:: INFORMATION PROVIDED ::
·····

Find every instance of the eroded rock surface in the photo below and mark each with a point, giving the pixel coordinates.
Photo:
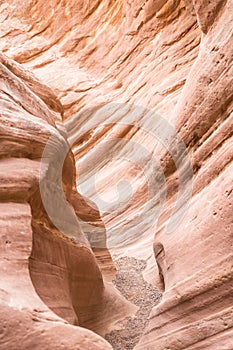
(119, 68)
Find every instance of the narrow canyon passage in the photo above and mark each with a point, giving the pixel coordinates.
(116, 163)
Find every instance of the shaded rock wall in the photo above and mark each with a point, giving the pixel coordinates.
(116, 66)
(64, 272)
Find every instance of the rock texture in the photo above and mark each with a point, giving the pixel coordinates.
(124, 73)
(64, 271)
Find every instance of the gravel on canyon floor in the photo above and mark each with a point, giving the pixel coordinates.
(130, 282)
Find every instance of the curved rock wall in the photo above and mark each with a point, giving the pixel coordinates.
(127, 72)
(64, 272)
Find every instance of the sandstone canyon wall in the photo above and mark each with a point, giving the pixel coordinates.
(142, 92)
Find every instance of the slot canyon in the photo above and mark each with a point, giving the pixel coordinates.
(116, 127)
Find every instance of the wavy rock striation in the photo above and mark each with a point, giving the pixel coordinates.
(144, 89)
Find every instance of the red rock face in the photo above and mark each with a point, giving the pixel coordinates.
(142, 91)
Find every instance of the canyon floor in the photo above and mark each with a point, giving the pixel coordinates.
(130, 282)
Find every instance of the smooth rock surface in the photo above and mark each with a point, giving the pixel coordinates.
(128, 76)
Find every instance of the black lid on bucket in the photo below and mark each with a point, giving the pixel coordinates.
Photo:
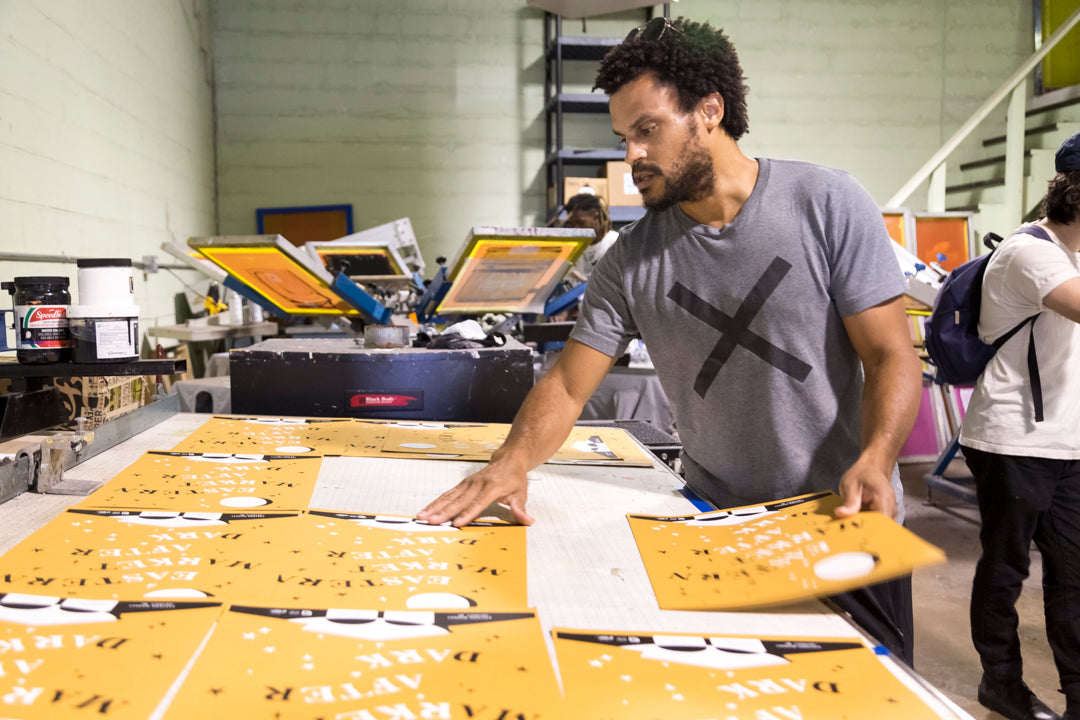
(104, 262)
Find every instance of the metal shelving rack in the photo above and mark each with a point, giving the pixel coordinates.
(557, 50)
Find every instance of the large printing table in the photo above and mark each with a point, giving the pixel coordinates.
(584, 569)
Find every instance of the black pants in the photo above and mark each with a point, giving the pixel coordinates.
(885, 612)
(1020, 500)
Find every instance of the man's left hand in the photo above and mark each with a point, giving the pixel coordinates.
(865, 487)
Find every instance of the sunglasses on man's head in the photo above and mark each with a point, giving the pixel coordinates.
(652, 30)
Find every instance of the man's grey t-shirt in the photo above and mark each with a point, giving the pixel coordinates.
(743, 324)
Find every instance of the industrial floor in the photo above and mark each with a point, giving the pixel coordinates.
(943, 651)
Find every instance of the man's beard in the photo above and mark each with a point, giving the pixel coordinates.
(690, 179)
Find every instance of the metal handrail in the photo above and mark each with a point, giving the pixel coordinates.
(1021, 75)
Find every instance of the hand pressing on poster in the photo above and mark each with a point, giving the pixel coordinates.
(466, 501)
(540, 428)
(865, 487)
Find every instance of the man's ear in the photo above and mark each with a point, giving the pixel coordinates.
(712, 109)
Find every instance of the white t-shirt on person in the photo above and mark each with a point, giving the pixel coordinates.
(1000, 417)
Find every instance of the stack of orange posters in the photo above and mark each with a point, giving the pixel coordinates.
(783, 552)
(393, 561)
(629, 676)
(372, 665)
(136, 555)
(270, 435)
(211, 481)
(94, 659)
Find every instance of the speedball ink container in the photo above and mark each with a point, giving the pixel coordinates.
(41, 323)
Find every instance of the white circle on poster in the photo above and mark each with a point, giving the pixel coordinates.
(289, 449)
(244, 501)
(437, 601)
(845, 566)
(176, 593)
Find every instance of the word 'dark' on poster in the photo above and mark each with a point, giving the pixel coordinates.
(270, 435)
(126, 555)
(630, 676)
(394, 561)
(372, 665)
(783, 552)
(75, 657)
(215, 481)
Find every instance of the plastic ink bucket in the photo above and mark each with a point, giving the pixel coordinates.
(106, 282)
(104, 334)
(41, 323)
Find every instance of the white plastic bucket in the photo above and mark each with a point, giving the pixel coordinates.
(103, 334)
(106, 282)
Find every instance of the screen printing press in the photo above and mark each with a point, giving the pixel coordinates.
(613, 649)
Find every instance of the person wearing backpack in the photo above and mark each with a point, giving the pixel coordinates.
(1027, 471)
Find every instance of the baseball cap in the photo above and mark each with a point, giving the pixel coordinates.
(1068, 155)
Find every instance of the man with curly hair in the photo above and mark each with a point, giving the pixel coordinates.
(769, 298)
(1026, 463)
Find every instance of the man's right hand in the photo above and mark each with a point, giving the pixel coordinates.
(468, 499)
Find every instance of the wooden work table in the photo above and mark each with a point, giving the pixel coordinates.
(584, 570)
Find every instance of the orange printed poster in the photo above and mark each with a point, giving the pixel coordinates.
(124, 555)
(394, 561)
(217, 481)
(588, 446)
(73, 657)
(630, 676)
(270, 435)
(783, 552)
(366, 664)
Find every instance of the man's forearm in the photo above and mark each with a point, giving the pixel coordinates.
(891, 397)
(540, 426)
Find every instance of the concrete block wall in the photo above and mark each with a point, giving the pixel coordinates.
(106, 136)
(433, 108)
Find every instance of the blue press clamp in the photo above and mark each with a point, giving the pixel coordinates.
(432, 296)
(568, 299)
(358, 297)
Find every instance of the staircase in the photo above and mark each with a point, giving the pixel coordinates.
(998, 190)
(979, 182)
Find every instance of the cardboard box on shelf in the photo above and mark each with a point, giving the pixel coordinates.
(594, 186)
(102, 399)
(621, 188)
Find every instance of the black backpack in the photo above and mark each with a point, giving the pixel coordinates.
(952, 333)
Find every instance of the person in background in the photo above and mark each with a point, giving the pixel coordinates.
(1027, 473)
(769, 297)
(590, 212)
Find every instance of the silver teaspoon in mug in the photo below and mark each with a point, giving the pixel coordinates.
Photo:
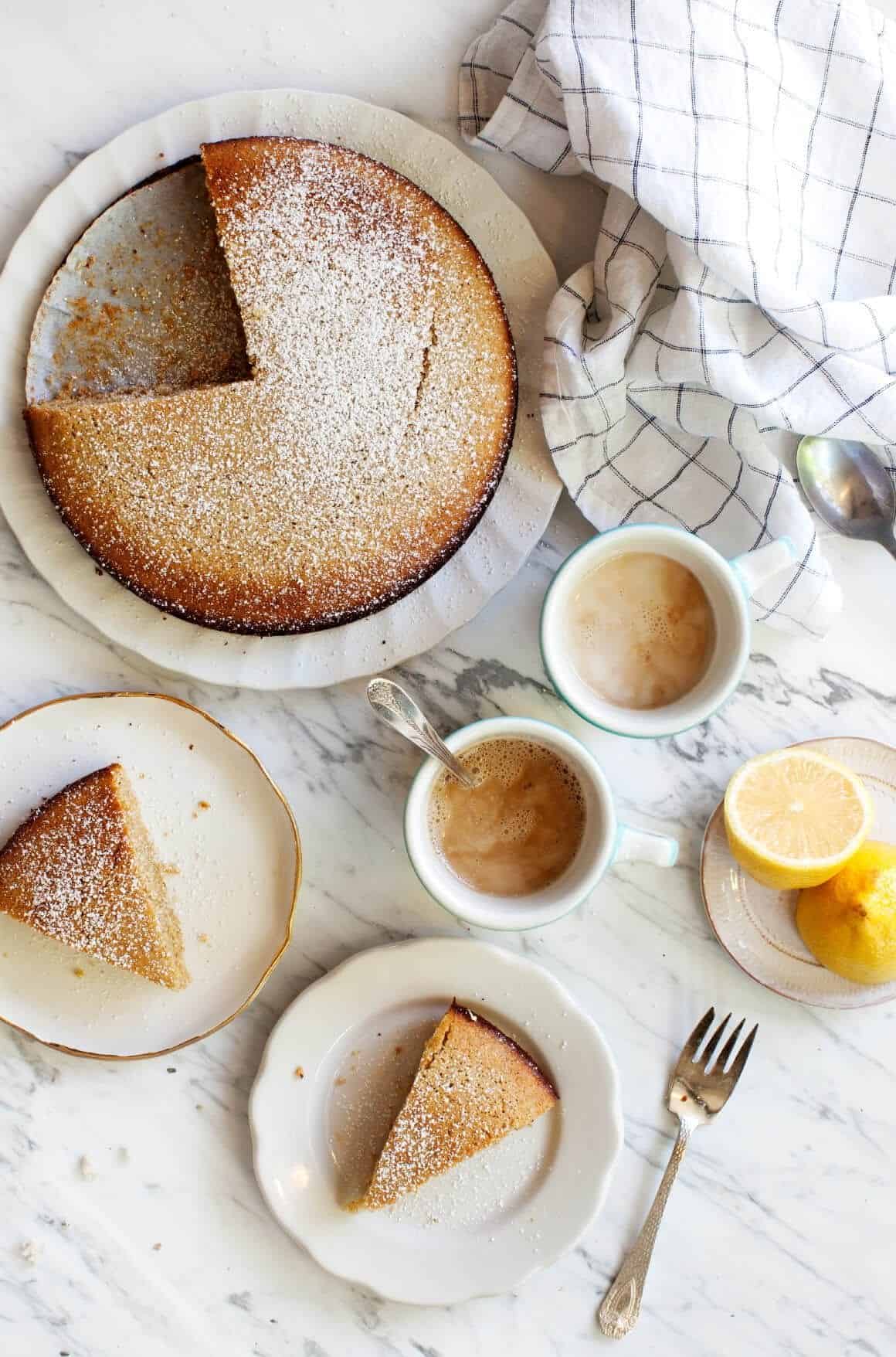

·····

:: REQUIREMENT ::
Exact reproduction of the entries above is what's needed; images stay out.

:: REPLY ::
Find every instance of the eroded rock surface in the photo below and mark each with a point, giving the pixel coordinates.
Photo:
(119, 68)
Find every instance of the narrow canyon passage in the photo above and mark each with a point, giving the pixel coordinates.
(116, 163)
Find every instance of the shaded rock wall in the photo above and mark each with a point, giving the pixel coordinates.
(116, 66)
(64, 272)
Find every instance of the rock texture in the photo above and mark each with a point, giving the pixel coordinates.
(124, 73)
(64, 271)
Find every instance of the gravel on canyon floor in the photo above and mark each with a point, giving the pixel coordinates.
(130, 282)
Find every instance of the curved rock wall in the photo above and mark each with a point, giving the pixel coordinates.
(127, 72)
(64, 272)
Find every instance of the sandstone canyon wall in the photo above and mark each with a point, giving the pixel coordinates.
(142, 92)
Find every instance of the slot canyon in the photo above and mark each with a point, giving the pixel coordinates.
(116, 127)
Find every instance of the wavy rock striation in the photo above and mark each with a point, giving the pixel coordinates.
(144, 89)
Find every instance of the red rock face in the photo above and mark each with a point, giving the pixel coordinates.
(142, 91)
Find every instance of the canyon floor in the photo above and mark each with a point, giving the pixel coordinates.
(130, 282)
Find every instance of the smooth rock surface in the photo above and mark each with a point, giving the pixel coordinates.
(128, 76)
Find every instance of the black lid on bucket in the photo below and mark each with a point, giving the pixel coordinates.
Photo:
(104, 262)
Find every instance of the metal shelving rack in the photo above and mark each with a point, giving the pixel coordinates.
(557, 50)
Find every instance of the large printing table in the photo above and mark each with a point, giving the pixel coordinates.
(584, 569)
Find every instance of the black pants in the photo above and mark each with a point, giving the pixel coordinates.
(885, 612)
(1020, 500)
Find every instance of the man's left hand in the photo above and mark each with a point, giving the pixel coordinates.
(865, 487)
Find every instance of the sunglasses on man's head in the photo above and mark each with a point, giving the pixel coordinates.
(652, 30)
Find every instance of the man's grey t-shirt in the photo above and mark each with a point, giving the pixel coordinates.
(743, 324)
Find every instance of the industrial floor in the photo above and mark each with a point, giving the pixel coordinates.
(943, 651)
Find every instance of the man's beard in the photo above and mark each with a point, giving the pixel coordinates.
(690, 179)
Find every instance of the metal handrail in the photo above and mark each with a point, giving the pixel coordinates.
(1021, 75)
Find every instance of the hand pressing on poster in the photo above and mark each with a point, giving the pixel coordinates.
(466, 501)
(540, 428)
(865, 487)
Find every instance of the man's ear in the photo above and mark each with a point, giving the pixel coordinates.
(712, 109)
Find every instance of the white t-shirt on person in the photo above and mark each with a point, giving the pixel coordinates.
(1000, 417)
Find every instance of the stack of orange posters in the photo above and mark each with a point, giving the pixel coordinates.
(783, 552)
(393, 561)
(629, 676)
(372, 665)
(136, 555)
(270, 435)
(211, 481)
(94, 659)
Find every instance of the speedball ink container in the photo above and mark each with a point, giving the pixel coordinates.
(41, 323)
Find every instance of the white circle on poster in the photo above and mark each with a point, giving the pixel coordinates.
(289, 449)
(244, 501)
(437, 601)
(845, 566)
(176, 593)
Find every instance of the word 'dark' on poster in the photo above and mark each with a point, giving the pixel coordinates.
(270, 435)
(126, 555)
(630, 676)
(394, 561)
(372, 665)
(783, 552)
(75, 657)
(215, 481)
Find every instance of the plastic ink bucket in the photo above and mark each with a point, giving the pixel coordinates.
(106, 282)
(104, 334)
(41, 323)
Find every instance of the white plastic bucket in the photo above and mark each with a point, giving the pixel coordinates.
(103, 334)
(106, 282)
Find every instance of the screen printing press in the photo above and mark each with a point, giving the pixel coordinates.
(613, 649)
Find every instance of the person wearing backpack in the photo above and mark each with a point, giving the pixel coordinates.
(1027, 471)
Find every instance of the baseball cap in the photo above and mark each with a point, giving the pixel coordinates.
(1068, 155)
Find every instance of the man with curly hair in the photo above and mark each with a point, giving the pixel coordinates.
(769, 298)
(1026, 463)
Find every instance of the man's right hand in the photo above and mark each with a point, giving the pixel coordinates.
(468, 499)
Find every instance of the wooden work table in the photo above and mark each with a point, giving the pixel coordinates.
(584, 570)
Find every instance of the orange printed poster in the photo above and mark each with a point, giving the pixel coordinates.
(124, 555)
(394, 561)
(217, 481)
(588, 446)
(73, 657)
(630, 676)
(270, 435)
(783, 552)
(366, 664)
Find every instance of the man's forearm in the photo above and mark each with a point, giving the pixel coordinates.
(891, 397)
(540, 426)
Find every instance of the concrete block wall in the photo above and mark each with a point, giving the pixel coordinates.
(106, 136)
(433, 108)
Find every instance of the blue press clamp in the photo above and mark each with a point, giving the pixel coordinates.
(432, 296)
(568, 299)
(358, 297)
Find every instance of the staircase in the photo above and mark each with a point, giving the pixel coordinates.
(998, 190)
(979, 182)
Find every instance of the cardboard box on shelf in the photo above and mark each with a point, giving the pixel coordinates.
(594, 186)
(102, 399)
(621, 188)
Find every instance of the black backpack in the photo above and mark each with a point, giving the pixel coordinates.
(952, 333)
Find every instance of the person in background in the photo above and mark each with a point, giving the pixel coordinates.
(1027, 473)
(769, 297)
(590, 212)
Find every instance of the silver teaspoon in mug in the photo below and mark each with a point, giving the pixel coordinates.
Photo:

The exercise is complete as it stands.